### The exercise
Render all the items below as a JSON array of strings with one string per line, omitting blank lines. Exclude the pictures from the output.

### Excerpts from point annotation data
____

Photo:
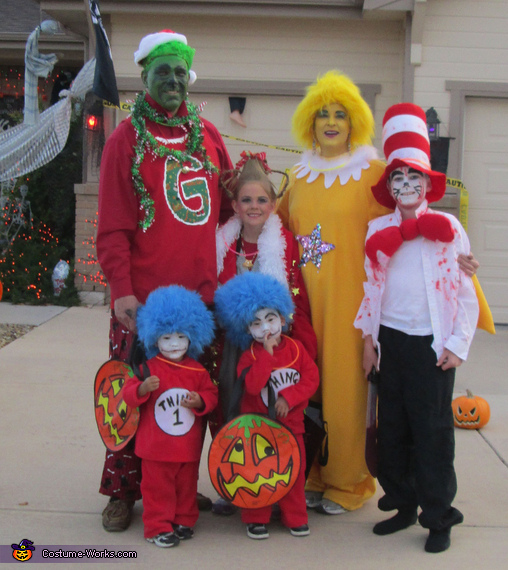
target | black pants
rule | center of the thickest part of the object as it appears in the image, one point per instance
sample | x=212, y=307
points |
x=415, y=432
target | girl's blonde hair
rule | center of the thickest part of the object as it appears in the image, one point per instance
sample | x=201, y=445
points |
x=333, y=87
x=251, y=168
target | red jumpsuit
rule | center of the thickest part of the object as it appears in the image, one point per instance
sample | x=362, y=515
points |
x=178, y=248
x=169, y=441
x=290, y=354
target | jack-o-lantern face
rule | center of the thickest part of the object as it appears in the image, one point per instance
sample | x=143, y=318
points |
x=22, y=555
x=23, y=550
x=470, y=412
x=117, y=422
x=253, y=461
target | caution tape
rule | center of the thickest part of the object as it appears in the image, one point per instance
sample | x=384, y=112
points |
x=285, y=149
x=127, y=107
x=463, y=200
x=453, y=182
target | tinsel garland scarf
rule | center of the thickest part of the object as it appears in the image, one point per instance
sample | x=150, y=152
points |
x=192, y=126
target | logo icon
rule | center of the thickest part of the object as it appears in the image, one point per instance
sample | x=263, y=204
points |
x=23, y=550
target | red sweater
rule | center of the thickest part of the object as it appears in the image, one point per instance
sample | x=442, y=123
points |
x=167, y=431
x=179, y=247
x=290, y=370
x=301, y=327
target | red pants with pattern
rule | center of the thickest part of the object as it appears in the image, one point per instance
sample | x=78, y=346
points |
x=293, y=506
x=121, y=476
x=169, y=495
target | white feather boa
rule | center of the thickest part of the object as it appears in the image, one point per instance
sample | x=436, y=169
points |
x=271, y=246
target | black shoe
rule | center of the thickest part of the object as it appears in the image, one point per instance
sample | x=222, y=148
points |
x=223, y=508
x=386, y=504
x=257, y=531
x=400, y=521
x=183, y=532
x=165, y=540
x=438, y=540
x=204, y=503
x=300, y=530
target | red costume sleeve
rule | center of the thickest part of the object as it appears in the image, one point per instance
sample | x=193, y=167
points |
x=208, y=392
x=301, y=392
x=118, y=210
x=259, y=373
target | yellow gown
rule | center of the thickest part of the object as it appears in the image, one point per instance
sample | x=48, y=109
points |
x=335, y=292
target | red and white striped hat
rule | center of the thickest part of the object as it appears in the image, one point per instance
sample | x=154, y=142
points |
x=406, y=143
x=151, y=41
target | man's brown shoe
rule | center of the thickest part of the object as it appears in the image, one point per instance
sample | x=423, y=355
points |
x=117, y=515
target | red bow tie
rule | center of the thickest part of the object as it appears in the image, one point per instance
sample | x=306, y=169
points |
x=431, y=226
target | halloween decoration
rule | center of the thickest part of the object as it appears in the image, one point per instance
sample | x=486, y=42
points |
x=23, y=551
x=253, y=461
x=116, y=421
x=470, y=411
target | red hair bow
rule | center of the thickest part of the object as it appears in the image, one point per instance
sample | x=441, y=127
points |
x=248, y=155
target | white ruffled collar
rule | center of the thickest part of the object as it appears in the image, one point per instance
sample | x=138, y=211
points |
x=344, y=167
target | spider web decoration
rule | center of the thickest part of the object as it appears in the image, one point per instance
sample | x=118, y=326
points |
x=24, y=148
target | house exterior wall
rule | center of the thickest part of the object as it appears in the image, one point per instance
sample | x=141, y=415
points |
x=278, y=49
x=463, y=40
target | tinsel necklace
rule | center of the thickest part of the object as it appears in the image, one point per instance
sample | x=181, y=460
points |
x=145, y=141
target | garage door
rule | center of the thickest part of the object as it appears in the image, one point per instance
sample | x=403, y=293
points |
x=268, y=121
x=485, y=174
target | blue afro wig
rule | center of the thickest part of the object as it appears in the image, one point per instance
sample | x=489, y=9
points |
x=238, y=301
x=175, y=309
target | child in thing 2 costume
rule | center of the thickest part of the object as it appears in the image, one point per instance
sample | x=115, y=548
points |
x=418, y=317
x=257, y=306
x=174, y=326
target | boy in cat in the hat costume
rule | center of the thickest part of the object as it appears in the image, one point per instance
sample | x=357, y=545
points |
x=418, y=317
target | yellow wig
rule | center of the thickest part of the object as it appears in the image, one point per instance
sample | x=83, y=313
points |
x=334, y=87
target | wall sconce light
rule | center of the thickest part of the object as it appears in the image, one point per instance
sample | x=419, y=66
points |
x=92, y=122
x=432, y=124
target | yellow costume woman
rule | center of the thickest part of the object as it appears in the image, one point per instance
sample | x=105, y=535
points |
x=329, y=201
x=328, y=206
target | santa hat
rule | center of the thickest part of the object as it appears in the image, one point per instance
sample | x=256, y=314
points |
x=152, y=41
x=238, y=301
x=175, y=309
x=406, y=143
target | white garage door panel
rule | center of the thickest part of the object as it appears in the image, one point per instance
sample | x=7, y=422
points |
x=486, y=119
x=486, y=178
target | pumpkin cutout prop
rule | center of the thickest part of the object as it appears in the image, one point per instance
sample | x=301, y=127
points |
x=470, y=412
x=117, y=422
x=253, y=461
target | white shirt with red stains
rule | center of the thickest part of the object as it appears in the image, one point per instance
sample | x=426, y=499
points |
x=450, y=293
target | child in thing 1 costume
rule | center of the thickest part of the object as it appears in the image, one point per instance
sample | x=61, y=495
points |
x=254, y=308
x=174, y=326
x=254, y=240
x=418, y=317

____

### Result of the task
[
  "Photo:",
  "target | black pants",
  "rule | center of the thickest part of the object as it appears in the image, one point per instance",
  "sample | x=212, y=307",
  "points |",
  "x=415, y=432",
  "target | girl's blonde hair",
  "rule | center of the thickest part of the object as it appears in the image, one point per instance",
  "sample | x=201, y=445",
  "points |",
  "x=333, y=87",
  "x=251, y=168",
  "target | red jumpsuit",
  "rule | center of the thickest part of the object as it appears in the image, one point per instance",
  "sample | x=362, y=515",
  "points |",
  "x=178, y=248",
  "x=169, y=441",
  "x=290, y=354",
  "target | jack-o-lantern face",
  "rule | center of the thickest part of the object as it appears in the image, one point per instance",
  "sample | x=143, y=318",
  "points |",
  "x=22, y=555",
  "x=23, y=550",
  "x=470, y=412",
  "x=117, y=422",
  "x=253, y=461",
  "target | caution tape",
  "rule | center of the thickest part of the object as it appears in the image, one point per instance",
  "sample | x=384, y=112",
  "points |",
  "x=285, y=149",
  "x=127, y=107",
  "x=463, y=200",
  "x=453, y=182",
  "target | tinsel garland scarf",
  "rule | center of the thickest part of the object as it appears in the image, one point per instance",
  "sample | x=150, y=152",
  "points |",
  "x=192, y=126",
  "target | logo icon",
  "rule | center of the thickest part of the object as it appears in the image, one point per instance",
  "sample | x=263, y=204",
  "points |",
  "x=23, y=550",
  "target | red sweater",
  "rule | center of the thickest part of the object as it appears in the image, one point per instance",
  "sample | x=442, y=123",
  "points |",
  "x=167, y=431",
  "x=179, y=247",
  "x=290, y=370",
  "x=301, y=327",
  "target | red pants with pattern",
  "rule | center of the thickest part of the object as it appears in the image, one point per instance",
  "sample | x=78, y=346",
  "points |",
  "x=293, y=506",
  "x=121, y=476",
  "x=169, y=495",
  "target | white feather boa",
  "rule | center of the thickest part of the object as it appears in the image, one point per instance",
  "sample | x=436, y=169",
  "points |",
  "x=271, y=246",
  "target | black shoe",
  "rule | center of the thickest part of the object as it appears in the image, one point per instance",
  "sample | x=222, y=148",
  "points |",
  "x=223, y=508",
  "x=386, y=504",
  "x=257, y=531",
  "x=400, y=521",
  "x=183, y=532",
  "x=165, y=540",
  "x=438, y=540",
  "x=204, y=503",
  "x=300, y=530",
  "target | red costume sleeve",
  "rule | center of the thickest part of the object as it appears in the image, one point per instance",
  "sample | x=193, y=167",
  "points |",
  "x=208, y=392",
  "x=301, y=392",
  "x=118, y=210",
  "x=259, y=373",
  "target | yellow gown",
  "rule | center of the thickest part of the object as it appears in the image, one point per instance",
  "sample | x=48, y=109",
  "points |",
  "x=335, y=292",
  "target | red and white striped hat",
  "rule | center of the thickest part of the object as it appears in the image, one point per instance",
  "sample | x=154, y=142",
  "points |",
  "x=406, y=143",
  "x=151, y=41",
  "target | man's brown shoe",
  "rule | center of the thickest part of the object as it appears in the image, one point per instance",
  "sample | x=423, y=355",
  "points |",
  "x=117, y=515",
  "target | red bow tie",
  "rule | center of the thickest part of the object as it appears in the image, one point per instance",
  "sample | x=306, y=169",
  "points |",
  "x=431, y=226",
  "target | halloween decoration",
  "rule | center of the thickest part of the object as it appears in the image, one point per instance",
  "sample | x=486, y=42",
  "points |",
  "x=23, y=551",
  "x=253, y=461",
  "x=116, y=421",
  "x=470, y=411",
  "target | red hair bow",
  "rule | center of the thickest part of the object as it appears in the image, one point per instance",
  "sample | x=441, y=127",
  "points |",
  "x=248, y=155",
  "target | white ruffled collar",
  "rule | center of the thickest part of the object as it appears in the image, one point per instance",
  "sample | x=138, y=211",
  "points |",
  "x=344, y=167",
  "target | spider web decoration",
  "rule | center of the thickest part of the object as it appears in the image, one point per instance",
  "sample | x=118, y=326",
  "points |",
  "x=24, y=148",
  "target | house exterior wall",
  "rule | center of the thickest part of the object as it appears in the image, one point per instance",
  "sample | x=141, y=415",
  "points |",
  "x=278, y=49",
  "x=463, y=40",
  "target | tinsel necklace",
  "rule | center of the thickest part of the object as it appears in the image, one point per instance",
  "sample | x=181, y=460",
  "points |",
  "x=145, y=141",
  "target | garage door",
  "rule | center of the thickest part of the object as it appears in the image, one point per instance",
  "sample | x=403, y=293",
  "points |",
  "x=268, y=121",
  "x=485, y=174",
  "target | blue afro wig",
  "rule | center of the thickest part of the object as it appears in the image, one point per instance",
  "sample | x=489, y=9",
  "points |",
  "x=238, y=301",
  "x=175, y=309",
  "target | child in thing 2 costume",
  "rule | center of the thickest part of the object as it appears in the image, one point per instance",
  "sample | x=115, y=548",
  "points |",
  "x=418, y=317",
  "x=257, y=306",
  "x=174, y=326",
  "target | boy in cat in the hat costume",
  "rule | center of the thickest part of the object as it appears in the image, one point per instance",
  "sample | x=357, y=545",
  "points |",
  "x=418, y=317",
  "target | yellow wig",
  "rule | center of the thickest part of the object as it appears in the image, one point per instance",
  "sample | x=83, y=313",
  "points |",
  "x=334, y=87",
  "target | wall sconce light",
  "rule | center of the thickest part of the object as it appears in the image, one point per instance",
  "sample | x=419, y=66",
  "points |",
  "x=92, y=122",
  "x=432, y=124",
  "target | yellow costume woman",
  "rule | center of the thickest part of the object as it appears in the image, one point per instance",
  "sample | x=105, y=535",
  "points |",
  "x=329, y=201",
  "x=328, y=206",
  "target | santa hat",
  "rule | center of the thickest part of the object as it appears in the image, one point per instance",
  "sample | x=256, y=314",
  "points |",
  "x=152, y=41",
  "x=238, y=301",
  "x=175, y=309",
  "x=406, y=143",
  "target | white garage door panel",
  "rule | center of the thickest part of the object as it appears in the image, one point per instance",
  "sample | x=7, y=422",
  "points |",
  "x=486, y=119",
  "x=486, y=178",
  "target | pumpkin cutout prop",
  "rule | center of the thickest part of the object as it appears in the image, one point per instance",
  "sample | x=301, y=127",
  "points |",
  "x=470, y=412",
  "x=117, y=422",
  "x=253, y=461",
  "target | white shirt with red stains",
  "rule | center of the thickest part of the object as it appears in the image, one point per instance",
  "sample | x=426, y=499",
  "points |",
  "x=450, y=293",
  "target | child in thing 1 costume",
  "rule | center of the thickest part of the object as it appears in the image, one point per instance",
  "sample | x=61, y=495",
  "points |",
  "x=254, y=308",
  "x=174, y=326",
  "x=254, y=240",
  "x=418, y=317"
]